Source material:
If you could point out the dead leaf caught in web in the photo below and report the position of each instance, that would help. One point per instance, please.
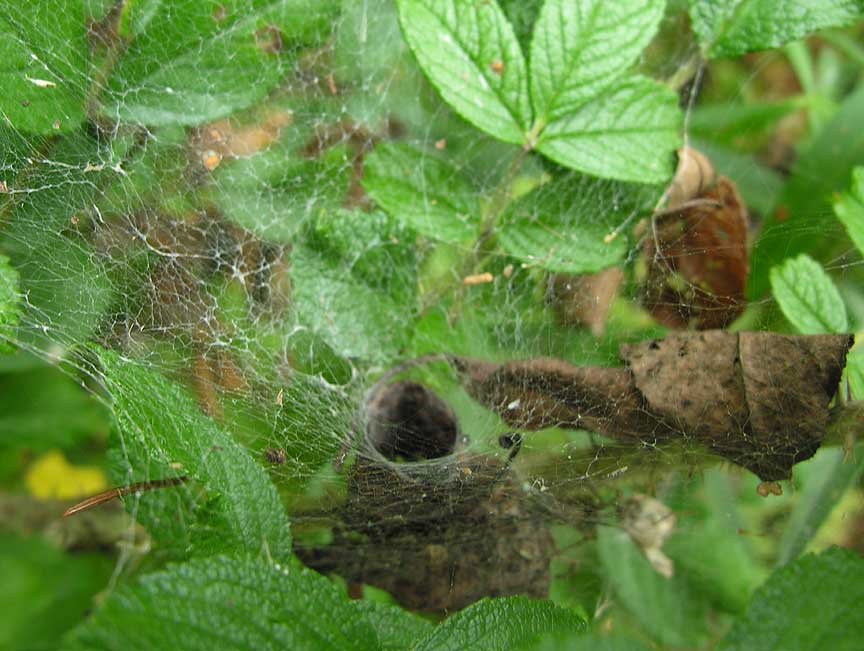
(461, 531)
(759, 400)
(696, 251)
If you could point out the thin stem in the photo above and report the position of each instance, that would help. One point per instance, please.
(121, 491)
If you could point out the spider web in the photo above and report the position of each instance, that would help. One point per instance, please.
(234, 251)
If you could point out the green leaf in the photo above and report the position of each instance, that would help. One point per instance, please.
(64, 280)
(730, 123)
(45, 591)
(812, 603)
(829, 474)
(849, 208)
(561, 226)
(9, 310)
(668, 609)
(500, 624)
(230, 603)
(44, 65)
(470, 54)
(628, 132)
(855, 369)
(356, 320)
(583, 642)
(808, 297)
(423, 191)
(161, 417)
(804, 208)
(191, 62)
(396, 628)
(580, 48)
(379, 250)
(734, 27)
(709, 551)
(273, 193)
(43, 408)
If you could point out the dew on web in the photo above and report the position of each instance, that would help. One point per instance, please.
(447, 412)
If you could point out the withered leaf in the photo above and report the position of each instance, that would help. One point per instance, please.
(585, 299)
(696, 260)
(759, 400)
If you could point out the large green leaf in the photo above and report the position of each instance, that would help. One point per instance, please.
(500, 624)
(470, 53)
(850, 209)
(583, 642)
(274, 192)
(159, 416)
(709, 550)
(43, 407)
(355, 319)
(855, 369)
(9, 310)
(669, 609)
(581, 47)
(563, 226)
(808, 297)
(802, 219)
(65, 282)
(230, 603)
(812, 603)
(423, 191)
(628, 132)
(45, 591)
(189, 61)
(733, 27)
(44, 65)
(828, 475)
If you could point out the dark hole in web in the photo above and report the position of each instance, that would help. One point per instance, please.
(408, 422)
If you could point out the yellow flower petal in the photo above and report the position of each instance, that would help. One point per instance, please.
(52, 477)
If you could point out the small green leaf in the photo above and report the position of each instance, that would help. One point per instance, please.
(396, 628)
(387, 259)
(65, 282)
(580, 48)
(356, 320)
(723, 123)
(274, 192)
(820, 171)
(829, 474)
(9, 309)
(669, 609)
(423, 191)
(500, 624)
(629, 132)
(44, 65)
(855, 369)
(849, 208)
(191, 62)
(230, 604)
(734, 27)
(709, 550)
(808, 297)
(470, 54)
(812, 603)
(584, 642)
(45, 591)
(561, 226)
(43, 407)
(162, 418)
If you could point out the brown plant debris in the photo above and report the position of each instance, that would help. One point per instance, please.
(460, 530)
(759, 400)
(585, 299)
(696, 252)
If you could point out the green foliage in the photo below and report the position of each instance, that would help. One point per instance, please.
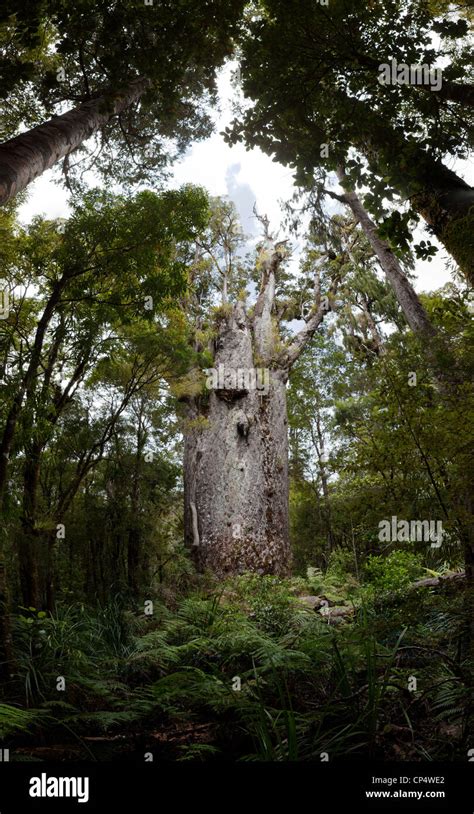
(394, 572)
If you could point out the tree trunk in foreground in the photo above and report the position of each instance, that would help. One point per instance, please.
(236, 443)
(25, 157)
(236, 468)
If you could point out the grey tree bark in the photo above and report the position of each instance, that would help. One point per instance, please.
(236, 444)
(25, 157)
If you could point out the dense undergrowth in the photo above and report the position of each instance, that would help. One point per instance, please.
(248, 671)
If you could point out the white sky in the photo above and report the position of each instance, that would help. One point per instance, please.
(246, 176)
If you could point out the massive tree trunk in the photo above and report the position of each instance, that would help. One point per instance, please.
(25, 157)
(236, 465)
(236, 442)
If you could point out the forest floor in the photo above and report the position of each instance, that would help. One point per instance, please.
(257, 669)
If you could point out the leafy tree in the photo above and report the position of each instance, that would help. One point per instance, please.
(135, 76)
(315, 103)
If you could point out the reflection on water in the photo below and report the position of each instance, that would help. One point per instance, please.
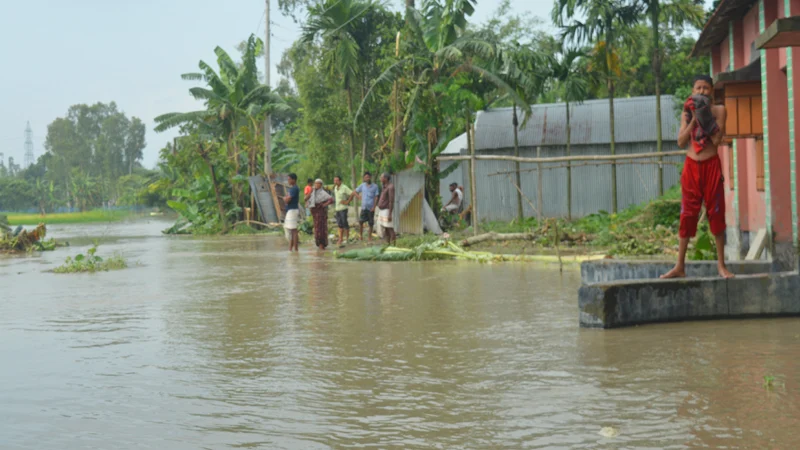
(232, 342)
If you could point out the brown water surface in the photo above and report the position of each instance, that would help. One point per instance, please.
(221, 343)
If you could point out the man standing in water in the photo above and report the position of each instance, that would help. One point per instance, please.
(290, 222)
(703, 127)
(368, 193)
(386, 208)
(342, 195)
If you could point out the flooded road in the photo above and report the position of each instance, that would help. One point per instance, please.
(219, 343)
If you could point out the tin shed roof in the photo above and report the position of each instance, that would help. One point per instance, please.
(635, 120)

Work to do:
Scale the stretch of the listing from the line containing "If you could point out the tin" through the end of the listing. Reproduce those lines, requests included, with every point coordinate in the answers multiplied by 0.35 and rounded to the nearest whole number (halves rounded up).

Result for this task:
If you could point out the tin shed roof in the photo above and report the position of each instance, that would help. One point per instance, please.
(222, 42)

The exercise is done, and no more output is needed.